[EXTRACT PROVIDED start]

Alexander Home, 2nd Lord Home (c.1450s – 5 September 1506) was a Scottish nobleman and soldier, Lord Chamberlain of Scotland and Warden of the Eastern March.

Life
Lord Home was the son of Alexander Home, Master of Home and Agnes Hepburn, daughter of Adam Hepburn, Master of Hailes, father of Patrick Hepburn, 1st Lord Hailes.  He succeeded his grandfather Alexander Home, 1st Lord Home as Lord Home in 1492. He was a leading participant at the Battle of Sauchieburn in 1488, in the successful attempt to depose James III with his son James IV in 1488. Following the battle, he was made privy councillor and Lord Chamberlain to the underage King. In June 1497, with the Earl of Angus, he opened talks for the surrender of Perkin Warbeck at 'Jenyn Haugh'.

[EXTRACT PROVIDED end]
[DATASET SECTION start]

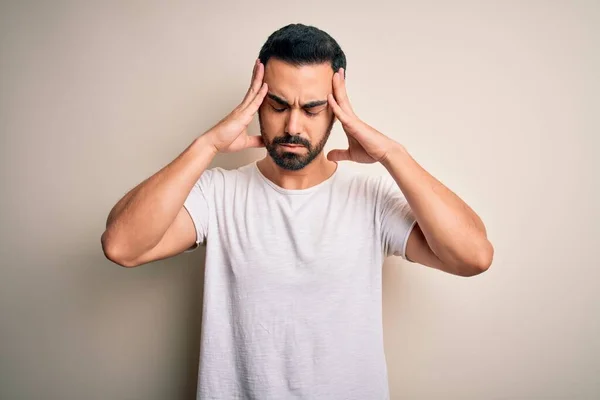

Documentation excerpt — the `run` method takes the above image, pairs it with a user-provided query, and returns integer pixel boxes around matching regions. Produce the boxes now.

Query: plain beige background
[0,1,600,400]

[DATASET SECTION end]

» AIM OF THE TASK:
Copy out everything in the Alexander Home passage from "Alexander Home, 2nd" down to "the Eastern March.".

» WRITTEN ANSWER:
Alexander Home, 2nd Lord Home (c.1450s – 5 September 1506) was a Scottish nobleman and soldier, Lord Chamberlain of Scotland and Warden of the Eastern March.